Task objective →
Repeat, word for word, the line with "Warehouse pick-planner input: mark the blurred" and each one after it to the end. No picture goes into the copy.

Provided information →

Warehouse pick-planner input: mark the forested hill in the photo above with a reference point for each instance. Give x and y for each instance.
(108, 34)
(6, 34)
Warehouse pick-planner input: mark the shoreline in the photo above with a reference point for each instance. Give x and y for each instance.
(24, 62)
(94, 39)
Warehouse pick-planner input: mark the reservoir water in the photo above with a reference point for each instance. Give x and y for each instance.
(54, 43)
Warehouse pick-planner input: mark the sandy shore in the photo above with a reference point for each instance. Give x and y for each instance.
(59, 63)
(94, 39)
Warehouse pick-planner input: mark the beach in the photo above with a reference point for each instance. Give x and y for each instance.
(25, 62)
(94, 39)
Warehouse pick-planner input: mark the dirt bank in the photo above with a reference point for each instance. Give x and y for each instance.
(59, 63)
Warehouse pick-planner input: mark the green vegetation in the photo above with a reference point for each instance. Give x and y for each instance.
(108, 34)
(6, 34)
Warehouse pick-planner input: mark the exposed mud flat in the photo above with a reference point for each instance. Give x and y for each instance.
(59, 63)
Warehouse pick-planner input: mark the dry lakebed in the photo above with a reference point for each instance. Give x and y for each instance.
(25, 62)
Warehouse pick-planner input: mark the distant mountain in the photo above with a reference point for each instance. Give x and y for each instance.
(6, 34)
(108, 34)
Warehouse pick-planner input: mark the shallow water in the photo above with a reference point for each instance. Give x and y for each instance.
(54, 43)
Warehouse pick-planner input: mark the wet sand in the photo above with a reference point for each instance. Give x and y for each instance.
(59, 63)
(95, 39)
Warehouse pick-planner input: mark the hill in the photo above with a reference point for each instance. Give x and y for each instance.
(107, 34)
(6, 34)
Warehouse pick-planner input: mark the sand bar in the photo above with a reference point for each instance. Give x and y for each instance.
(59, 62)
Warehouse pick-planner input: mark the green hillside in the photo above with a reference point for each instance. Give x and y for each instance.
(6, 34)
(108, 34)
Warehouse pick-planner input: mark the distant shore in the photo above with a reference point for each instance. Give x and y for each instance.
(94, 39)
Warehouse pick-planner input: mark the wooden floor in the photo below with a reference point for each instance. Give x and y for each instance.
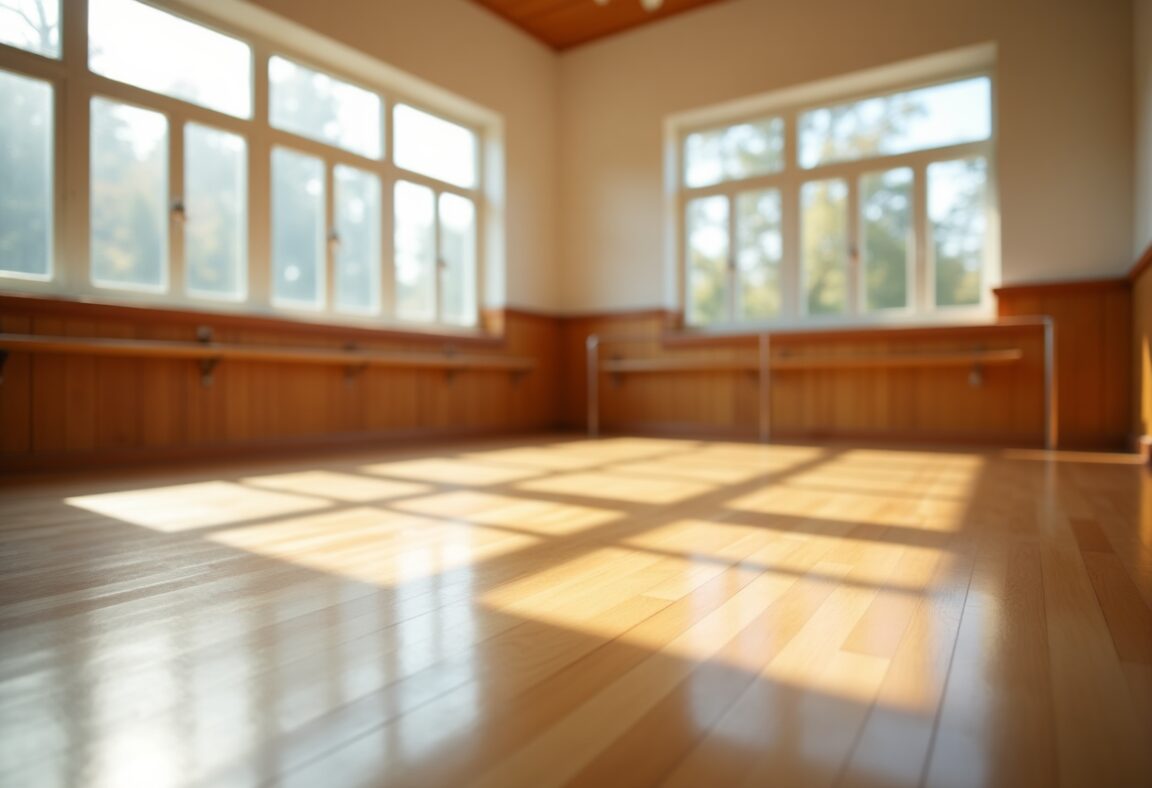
(623, 612)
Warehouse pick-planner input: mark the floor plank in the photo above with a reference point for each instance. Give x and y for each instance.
(556, 611)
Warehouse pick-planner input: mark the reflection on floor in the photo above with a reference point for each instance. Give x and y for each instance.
(623, 612)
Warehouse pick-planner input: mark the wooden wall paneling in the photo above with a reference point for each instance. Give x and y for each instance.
(1092, 324)
(1115, 351)
(1142, 353)
(50, 388)
(161, 392)
(16, 393)
(81, 409)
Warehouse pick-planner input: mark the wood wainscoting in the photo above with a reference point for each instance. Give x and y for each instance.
(1142, 354)
(1000, 404)
(76, 410)
(1093, 350)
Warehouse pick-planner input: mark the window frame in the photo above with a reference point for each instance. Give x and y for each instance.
(74, 85)
(789, 106)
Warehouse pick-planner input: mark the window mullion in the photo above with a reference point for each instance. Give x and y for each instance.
(259, 187)
(177, 203)
(332, 239)
(733, 272)
(438, 262)
(73, 154)
(388, 241)
(923, 281)
(854, 300)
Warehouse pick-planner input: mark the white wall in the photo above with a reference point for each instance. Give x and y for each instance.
(1065, 153)
(469, 51)
(1143, 27)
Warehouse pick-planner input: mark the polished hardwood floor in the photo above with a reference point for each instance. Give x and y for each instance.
(555, 611)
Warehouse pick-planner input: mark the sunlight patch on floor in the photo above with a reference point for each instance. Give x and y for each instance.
(374, 546)
(525, 514)
(184, 507)
(348, 487)
(451, 471)
(615, 487)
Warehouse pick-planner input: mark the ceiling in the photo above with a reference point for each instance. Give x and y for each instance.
(566, 23)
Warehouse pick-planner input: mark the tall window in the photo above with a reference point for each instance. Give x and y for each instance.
(372, 203)
(854, 210)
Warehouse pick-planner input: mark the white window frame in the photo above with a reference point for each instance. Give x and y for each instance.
(789, 105)
(267, 35)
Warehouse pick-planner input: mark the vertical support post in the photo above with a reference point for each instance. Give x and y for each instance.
(592, 346)
(1050, 385)
(765, 393)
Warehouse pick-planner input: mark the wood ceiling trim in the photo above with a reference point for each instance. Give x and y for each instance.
(566, 23)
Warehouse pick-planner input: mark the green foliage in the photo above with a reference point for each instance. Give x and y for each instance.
(25, 161)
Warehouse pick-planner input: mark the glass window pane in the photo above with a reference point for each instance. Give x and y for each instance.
(886, 222)
(415, 251)
(358, 229)
(25, 160)
(759, 254)
(916, 120)
(215, 205)
(129, 196)
(153, 50)
(433, 146)
(957, 192)
(824, 245)
(31, 24)
(733, 152)
(706, 226)
(324, 108)
(297, 229)
(457, 250)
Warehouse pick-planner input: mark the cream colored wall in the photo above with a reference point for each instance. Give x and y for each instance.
(462, 47)
(1143, 43)
(1065, 156)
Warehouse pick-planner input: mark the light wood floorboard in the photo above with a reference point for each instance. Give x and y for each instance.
(556, 611)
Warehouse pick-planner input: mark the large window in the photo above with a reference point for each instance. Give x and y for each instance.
(865, 209)
(225, 171)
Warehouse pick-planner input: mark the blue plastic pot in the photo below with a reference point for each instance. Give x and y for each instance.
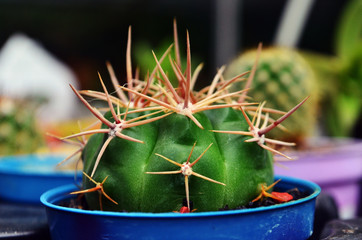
(292, 220)
(24, 178)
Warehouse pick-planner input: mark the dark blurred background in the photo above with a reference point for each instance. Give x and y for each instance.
(85, 34)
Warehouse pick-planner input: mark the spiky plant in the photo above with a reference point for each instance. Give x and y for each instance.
(19, 132)
(160, 144)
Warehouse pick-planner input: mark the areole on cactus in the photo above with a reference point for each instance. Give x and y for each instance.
(160, 144)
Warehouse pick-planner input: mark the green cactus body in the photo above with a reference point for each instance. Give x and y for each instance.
(241, 166)
(282, 79)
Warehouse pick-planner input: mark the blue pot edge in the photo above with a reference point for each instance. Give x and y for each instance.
(60, 193)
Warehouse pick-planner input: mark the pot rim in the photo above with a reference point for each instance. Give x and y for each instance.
(54, 195)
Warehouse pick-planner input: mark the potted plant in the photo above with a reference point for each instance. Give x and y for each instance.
(165, 148)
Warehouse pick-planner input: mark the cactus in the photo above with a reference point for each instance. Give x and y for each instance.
(19, 133)
(161, 144)
(282, 79)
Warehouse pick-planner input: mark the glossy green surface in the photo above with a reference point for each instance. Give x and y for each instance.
(241, 166)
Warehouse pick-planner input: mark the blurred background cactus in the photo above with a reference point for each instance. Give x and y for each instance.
(19, 129)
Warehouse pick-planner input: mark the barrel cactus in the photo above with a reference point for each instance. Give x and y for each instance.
(162, 147)
(282, 79)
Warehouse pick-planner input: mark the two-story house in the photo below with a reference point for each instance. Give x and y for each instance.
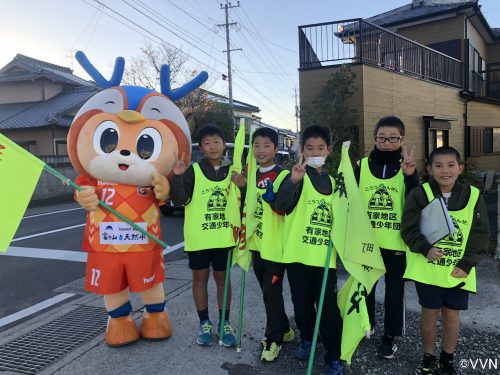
(38, 101)
(433, 63)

Expected answer →
Warehouse pick-planner input: mark the blurred background cactus in the photo above with a reference point for each instance. Give x and y for each instance.
(19, 129)
Warehouse pick-planner input: mark the barrel cactus in the photo above with a reference point for each instance. Give x and y for each instance.
(162, 147)
(282, 79)
Warehouse pick-planner input: mark the two-story house in the photo below with a reference point for each instance. Give x and y for each instance.
(38, 101)
(433, 63)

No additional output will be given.